++++ RECORD SET

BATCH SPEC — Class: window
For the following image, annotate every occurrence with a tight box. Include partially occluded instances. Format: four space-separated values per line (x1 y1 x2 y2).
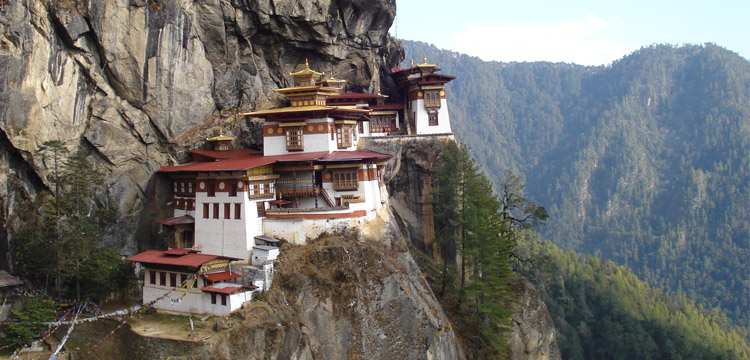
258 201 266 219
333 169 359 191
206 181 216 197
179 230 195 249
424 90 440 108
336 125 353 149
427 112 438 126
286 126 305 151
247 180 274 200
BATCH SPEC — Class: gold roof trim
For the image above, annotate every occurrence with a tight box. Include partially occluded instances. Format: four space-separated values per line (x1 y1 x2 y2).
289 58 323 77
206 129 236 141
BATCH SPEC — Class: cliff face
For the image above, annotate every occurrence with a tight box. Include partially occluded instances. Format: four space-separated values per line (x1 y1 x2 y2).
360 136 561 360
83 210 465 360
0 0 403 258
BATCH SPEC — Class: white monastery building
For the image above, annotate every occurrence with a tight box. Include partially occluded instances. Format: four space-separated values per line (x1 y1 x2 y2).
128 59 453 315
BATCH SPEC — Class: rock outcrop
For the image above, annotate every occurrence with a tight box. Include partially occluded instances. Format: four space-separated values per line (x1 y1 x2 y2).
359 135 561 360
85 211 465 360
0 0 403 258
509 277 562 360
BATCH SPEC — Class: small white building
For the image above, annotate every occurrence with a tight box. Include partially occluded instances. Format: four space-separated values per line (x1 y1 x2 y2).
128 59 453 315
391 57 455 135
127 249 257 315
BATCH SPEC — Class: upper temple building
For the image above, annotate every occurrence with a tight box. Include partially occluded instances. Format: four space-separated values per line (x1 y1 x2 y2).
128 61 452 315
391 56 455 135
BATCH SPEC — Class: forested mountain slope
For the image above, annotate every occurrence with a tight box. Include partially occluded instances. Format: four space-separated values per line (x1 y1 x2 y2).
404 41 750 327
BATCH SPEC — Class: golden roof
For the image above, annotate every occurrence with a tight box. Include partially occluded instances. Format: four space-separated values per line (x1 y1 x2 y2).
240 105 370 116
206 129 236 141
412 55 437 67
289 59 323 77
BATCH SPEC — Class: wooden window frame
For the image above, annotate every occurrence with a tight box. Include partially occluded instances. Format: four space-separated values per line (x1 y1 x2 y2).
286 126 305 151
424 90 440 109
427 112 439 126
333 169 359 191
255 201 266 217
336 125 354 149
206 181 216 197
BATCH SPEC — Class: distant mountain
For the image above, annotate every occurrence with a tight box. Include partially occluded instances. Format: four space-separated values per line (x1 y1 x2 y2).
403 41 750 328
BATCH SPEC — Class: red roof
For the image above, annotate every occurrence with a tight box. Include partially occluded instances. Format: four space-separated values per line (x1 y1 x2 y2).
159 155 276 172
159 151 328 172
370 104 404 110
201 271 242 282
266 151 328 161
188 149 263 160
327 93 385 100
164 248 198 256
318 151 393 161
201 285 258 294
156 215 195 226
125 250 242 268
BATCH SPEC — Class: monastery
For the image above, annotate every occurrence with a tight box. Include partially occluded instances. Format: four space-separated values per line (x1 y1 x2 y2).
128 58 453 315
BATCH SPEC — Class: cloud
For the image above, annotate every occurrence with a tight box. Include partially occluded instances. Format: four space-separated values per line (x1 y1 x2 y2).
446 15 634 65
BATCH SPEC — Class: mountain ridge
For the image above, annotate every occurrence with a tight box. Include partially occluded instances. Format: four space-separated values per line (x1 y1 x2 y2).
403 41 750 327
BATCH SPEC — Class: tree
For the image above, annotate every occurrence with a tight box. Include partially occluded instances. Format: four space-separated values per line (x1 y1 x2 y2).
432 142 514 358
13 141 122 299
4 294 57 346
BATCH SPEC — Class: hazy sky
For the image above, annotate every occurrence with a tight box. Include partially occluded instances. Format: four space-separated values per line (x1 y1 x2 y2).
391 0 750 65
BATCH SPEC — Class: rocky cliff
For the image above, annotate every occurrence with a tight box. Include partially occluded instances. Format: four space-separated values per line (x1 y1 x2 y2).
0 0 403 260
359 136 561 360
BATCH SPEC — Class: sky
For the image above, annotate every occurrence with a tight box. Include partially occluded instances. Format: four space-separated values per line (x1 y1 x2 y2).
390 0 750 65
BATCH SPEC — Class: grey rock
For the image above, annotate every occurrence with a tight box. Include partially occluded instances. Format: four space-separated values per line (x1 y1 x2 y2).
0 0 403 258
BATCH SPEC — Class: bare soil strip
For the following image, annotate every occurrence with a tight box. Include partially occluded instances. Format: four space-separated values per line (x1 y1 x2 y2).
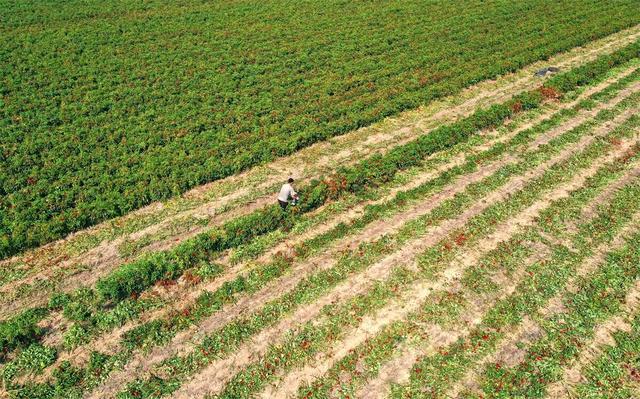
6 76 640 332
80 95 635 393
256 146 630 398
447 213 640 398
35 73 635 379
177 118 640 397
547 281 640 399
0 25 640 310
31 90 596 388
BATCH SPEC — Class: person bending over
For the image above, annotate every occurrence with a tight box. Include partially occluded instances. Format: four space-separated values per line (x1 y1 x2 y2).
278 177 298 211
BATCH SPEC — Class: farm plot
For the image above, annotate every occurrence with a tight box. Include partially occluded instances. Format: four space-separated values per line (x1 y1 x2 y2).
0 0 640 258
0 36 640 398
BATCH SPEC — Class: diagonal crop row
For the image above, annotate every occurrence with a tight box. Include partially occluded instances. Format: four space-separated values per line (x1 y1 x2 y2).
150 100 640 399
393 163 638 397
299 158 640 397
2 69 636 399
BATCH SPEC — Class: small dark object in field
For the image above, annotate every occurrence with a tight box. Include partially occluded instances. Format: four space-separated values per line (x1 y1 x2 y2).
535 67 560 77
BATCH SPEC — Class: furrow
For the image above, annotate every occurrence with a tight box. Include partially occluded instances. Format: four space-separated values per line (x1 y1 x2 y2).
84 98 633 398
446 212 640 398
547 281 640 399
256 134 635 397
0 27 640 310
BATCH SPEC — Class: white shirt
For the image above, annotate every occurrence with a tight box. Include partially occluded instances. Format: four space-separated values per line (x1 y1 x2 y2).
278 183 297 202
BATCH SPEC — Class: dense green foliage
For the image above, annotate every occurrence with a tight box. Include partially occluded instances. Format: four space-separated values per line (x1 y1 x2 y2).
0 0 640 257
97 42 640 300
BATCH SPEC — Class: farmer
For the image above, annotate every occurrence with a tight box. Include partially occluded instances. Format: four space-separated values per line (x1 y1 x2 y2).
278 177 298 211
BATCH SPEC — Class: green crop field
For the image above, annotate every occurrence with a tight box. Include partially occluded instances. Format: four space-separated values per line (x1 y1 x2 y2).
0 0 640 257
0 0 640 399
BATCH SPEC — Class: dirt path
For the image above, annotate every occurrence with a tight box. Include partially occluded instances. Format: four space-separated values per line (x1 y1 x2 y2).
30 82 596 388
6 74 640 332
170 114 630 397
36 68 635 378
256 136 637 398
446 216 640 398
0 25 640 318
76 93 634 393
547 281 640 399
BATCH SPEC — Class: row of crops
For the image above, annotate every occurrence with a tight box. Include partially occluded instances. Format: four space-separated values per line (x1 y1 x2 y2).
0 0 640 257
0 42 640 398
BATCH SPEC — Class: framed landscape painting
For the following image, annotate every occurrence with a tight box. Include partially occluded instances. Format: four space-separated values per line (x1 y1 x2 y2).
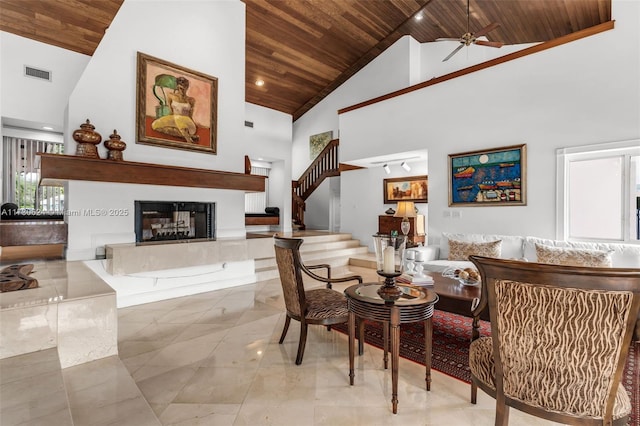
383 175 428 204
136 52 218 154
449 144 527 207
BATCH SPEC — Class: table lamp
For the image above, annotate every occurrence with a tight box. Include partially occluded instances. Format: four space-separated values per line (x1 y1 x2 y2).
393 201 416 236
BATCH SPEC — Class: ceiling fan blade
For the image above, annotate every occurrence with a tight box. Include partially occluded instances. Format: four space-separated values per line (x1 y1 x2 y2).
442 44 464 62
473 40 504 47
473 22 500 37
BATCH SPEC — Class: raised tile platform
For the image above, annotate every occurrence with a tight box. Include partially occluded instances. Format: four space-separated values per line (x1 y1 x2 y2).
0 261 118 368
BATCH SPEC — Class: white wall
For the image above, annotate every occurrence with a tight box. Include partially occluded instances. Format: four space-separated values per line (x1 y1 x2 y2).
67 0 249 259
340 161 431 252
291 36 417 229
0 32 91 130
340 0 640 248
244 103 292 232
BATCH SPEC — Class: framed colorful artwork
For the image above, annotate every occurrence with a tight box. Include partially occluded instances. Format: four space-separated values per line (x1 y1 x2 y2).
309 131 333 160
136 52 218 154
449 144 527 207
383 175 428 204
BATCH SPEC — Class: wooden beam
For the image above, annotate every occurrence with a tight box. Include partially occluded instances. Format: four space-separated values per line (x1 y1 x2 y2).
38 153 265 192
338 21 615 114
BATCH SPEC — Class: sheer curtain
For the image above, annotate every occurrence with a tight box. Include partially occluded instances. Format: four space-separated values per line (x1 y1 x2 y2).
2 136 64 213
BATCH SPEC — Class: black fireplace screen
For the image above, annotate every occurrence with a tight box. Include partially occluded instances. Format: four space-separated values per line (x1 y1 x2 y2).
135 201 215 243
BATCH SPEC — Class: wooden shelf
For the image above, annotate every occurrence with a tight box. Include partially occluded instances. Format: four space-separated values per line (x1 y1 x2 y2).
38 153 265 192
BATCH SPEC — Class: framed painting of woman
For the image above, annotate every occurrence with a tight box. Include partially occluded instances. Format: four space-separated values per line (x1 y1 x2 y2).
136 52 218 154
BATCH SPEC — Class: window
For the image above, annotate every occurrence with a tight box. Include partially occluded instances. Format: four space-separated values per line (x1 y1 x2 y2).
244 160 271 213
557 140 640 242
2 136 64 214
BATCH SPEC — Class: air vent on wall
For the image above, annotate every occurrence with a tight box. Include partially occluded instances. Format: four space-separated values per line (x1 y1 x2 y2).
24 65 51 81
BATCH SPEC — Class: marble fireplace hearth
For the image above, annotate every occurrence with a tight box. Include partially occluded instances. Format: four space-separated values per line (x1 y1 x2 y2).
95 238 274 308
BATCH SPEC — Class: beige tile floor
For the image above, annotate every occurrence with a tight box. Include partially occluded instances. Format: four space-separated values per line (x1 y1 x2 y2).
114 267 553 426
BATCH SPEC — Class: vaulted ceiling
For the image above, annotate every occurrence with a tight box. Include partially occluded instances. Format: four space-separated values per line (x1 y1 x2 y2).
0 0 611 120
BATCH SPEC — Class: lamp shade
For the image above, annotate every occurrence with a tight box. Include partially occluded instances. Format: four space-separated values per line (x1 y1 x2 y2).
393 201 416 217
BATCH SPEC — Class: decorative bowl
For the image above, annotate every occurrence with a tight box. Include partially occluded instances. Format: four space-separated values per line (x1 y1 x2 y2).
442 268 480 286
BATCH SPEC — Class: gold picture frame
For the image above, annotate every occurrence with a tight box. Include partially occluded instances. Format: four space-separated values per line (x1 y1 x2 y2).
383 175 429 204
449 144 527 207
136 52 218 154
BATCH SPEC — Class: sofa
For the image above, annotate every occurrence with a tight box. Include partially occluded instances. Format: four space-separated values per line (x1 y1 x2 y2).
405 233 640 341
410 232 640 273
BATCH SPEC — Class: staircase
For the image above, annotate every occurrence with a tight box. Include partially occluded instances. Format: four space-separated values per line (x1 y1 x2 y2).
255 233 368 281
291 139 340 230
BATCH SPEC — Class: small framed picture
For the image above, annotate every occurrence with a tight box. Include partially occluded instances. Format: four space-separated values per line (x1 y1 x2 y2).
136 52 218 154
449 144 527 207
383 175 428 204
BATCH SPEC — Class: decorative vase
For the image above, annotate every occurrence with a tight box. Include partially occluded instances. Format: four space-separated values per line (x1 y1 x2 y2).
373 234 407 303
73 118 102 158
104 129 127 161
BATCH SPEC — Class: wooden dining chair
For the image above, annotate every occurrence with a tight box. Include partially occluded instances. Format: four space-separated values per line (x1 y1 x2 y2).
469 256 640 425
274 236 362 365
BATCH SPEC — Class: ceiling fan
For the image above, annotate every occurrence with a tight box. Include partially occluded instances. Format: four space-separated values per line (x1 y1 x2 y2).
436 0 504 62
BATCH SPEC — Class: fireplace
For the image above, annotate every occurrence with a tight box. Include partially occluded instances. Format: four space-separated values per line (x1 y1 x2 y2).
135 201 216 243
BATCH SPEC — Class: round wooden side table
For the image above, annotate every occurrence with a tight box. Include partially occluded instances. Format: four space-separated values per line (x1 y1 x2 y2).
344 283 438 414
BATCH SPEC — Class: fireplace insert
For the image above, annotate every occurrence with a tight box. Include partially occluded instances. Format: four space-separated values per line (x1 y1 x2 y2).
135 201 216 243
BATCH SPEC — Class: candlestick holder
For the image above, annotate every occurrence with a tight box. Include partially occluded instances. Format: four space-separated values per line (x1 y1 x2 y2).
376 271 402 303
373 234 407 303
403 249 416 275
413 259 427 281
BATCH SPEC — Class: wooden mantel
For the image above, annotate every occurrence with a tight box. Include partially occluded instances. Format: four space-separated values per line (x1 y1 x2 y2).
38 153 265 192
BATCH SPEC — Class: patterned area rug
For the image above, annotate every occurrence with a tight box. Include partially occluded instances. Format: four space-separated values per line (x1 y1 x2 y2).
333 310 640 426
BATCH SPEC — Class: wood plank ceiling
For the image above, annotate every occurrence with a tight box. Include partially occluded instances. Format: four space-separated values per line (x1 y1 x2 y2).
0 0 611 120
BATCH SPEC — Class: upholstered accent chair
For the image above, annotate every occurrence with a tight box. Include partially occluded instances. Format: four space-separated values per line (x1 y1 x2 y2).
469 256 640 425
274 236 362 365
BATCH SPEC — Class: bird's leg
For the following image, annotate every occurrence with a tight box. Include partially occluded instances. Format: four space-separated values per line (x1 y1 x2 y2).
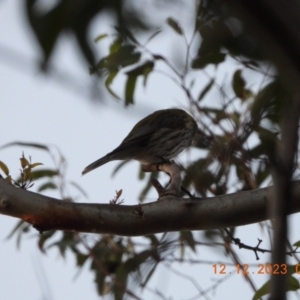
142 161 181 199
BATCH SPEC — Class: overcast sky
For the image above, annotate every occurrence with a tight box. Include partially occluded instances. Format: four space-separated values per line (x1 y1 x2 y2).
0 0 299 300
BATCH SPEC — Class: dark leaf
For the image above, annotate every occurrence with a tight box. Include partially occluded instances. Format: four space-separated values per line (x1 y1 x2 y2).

++++++++

§ WORK INSTRUCTIONS:
Rewrite the records from their first line through the line containing "247 180 274 200", keeping every line and leaving all text other than the bounding-box coordinates unchanged. Scale each coordinate by 2.35 and round it to a whole number, with halves rounding up. Leave out the pictures.

§ RESULT OF THE TASK:
BATCH SPEC — Class: window
For the following image, annotate every occurrence with a tight box. Include partially occluded instances. Format: four space-separated values per line (x1 y1 x2 y2).
606 472 625 515
783 397 844 449
484 425 508 463
421 541 458 585
996 212 1034 254
790 294 830 350
1003 263 1029 296
672 296 717 355
580 423 644 470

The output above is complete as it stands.